• [PROBLEM TO WORK ON]:
The answer should be each line from the entries below that has the word "dark" in it.

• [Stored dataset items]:
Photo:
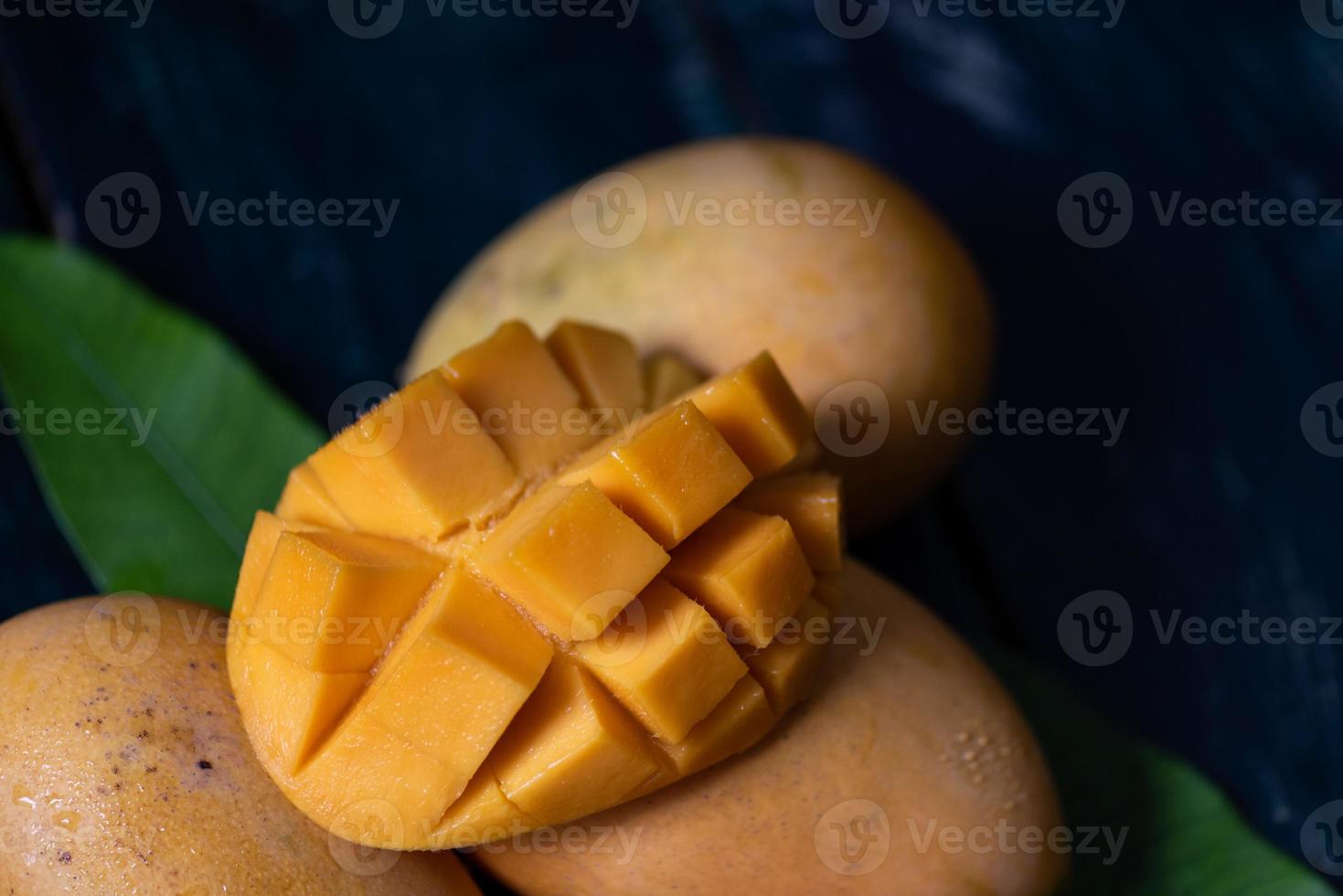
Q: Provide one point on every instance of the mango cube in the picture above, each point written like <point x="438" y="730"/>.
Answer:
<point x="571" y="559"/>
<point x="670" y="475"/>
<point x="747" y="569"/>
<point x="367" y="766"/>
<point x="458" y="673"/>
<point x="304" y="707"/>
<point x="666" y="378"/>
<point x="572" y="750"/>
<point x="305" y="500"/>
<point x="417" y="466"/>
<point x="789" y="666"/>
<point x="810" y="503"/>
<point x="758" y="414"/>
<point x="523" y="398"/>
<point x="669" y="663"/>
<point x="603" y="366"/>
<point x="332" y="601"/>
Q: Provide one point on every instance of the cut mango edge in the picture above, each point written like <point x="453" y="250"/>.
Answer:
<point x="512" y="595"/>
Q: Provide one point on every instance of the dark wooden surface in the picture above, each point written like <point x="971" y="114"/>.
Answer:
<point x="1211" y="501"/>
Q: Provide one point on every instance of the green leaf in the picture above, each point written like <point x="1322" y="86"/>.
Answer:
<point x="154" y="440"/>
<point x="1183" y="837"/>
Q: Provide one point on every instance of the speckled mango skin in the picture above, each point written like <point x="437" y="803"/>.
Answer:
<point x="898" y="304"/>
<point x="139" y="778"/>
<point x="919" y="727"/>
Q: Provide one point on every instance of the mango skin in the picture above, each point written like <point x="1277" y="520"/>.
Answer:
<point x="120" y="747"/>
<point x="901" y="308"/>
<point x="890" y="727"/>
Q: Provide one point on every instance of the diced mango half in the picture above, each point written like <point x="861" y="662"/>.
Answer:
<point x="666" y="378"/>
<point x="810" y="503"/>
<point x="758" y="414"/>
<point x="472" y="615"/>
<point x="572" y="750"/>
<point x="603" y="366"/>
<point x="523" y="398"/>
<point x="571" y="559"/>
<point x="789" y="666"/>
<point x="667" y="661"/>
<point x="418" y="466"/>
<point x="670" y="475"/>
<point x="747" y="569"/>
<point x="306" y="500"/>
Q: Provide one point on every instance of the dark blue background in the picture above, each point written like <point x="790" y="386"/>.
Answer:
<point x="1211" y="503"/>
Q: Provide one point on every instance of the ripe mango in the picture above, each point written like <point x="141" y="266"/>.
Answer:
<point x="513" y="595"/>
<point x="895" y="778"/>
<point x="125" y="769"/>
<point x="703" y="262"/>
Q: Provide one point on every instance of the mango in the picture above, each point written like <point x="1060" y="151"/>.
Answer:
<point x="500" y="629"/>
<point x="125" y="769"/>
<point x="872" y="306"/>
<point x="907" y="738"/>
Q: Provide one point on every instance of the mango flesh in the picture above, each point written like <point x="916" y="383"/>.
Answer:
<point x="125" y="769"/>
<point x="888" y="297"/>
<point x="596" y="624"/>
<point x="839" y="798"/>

• [EXPECTED ANSWER]:
Q: Provide one point on every instance of the dark wooden surface in the picture above, each point written like <point x="971" y="114"/>.
Q: Provide one point on every instance of the dark blue background in the picture above, each point written like <point x="790" y="386"/>.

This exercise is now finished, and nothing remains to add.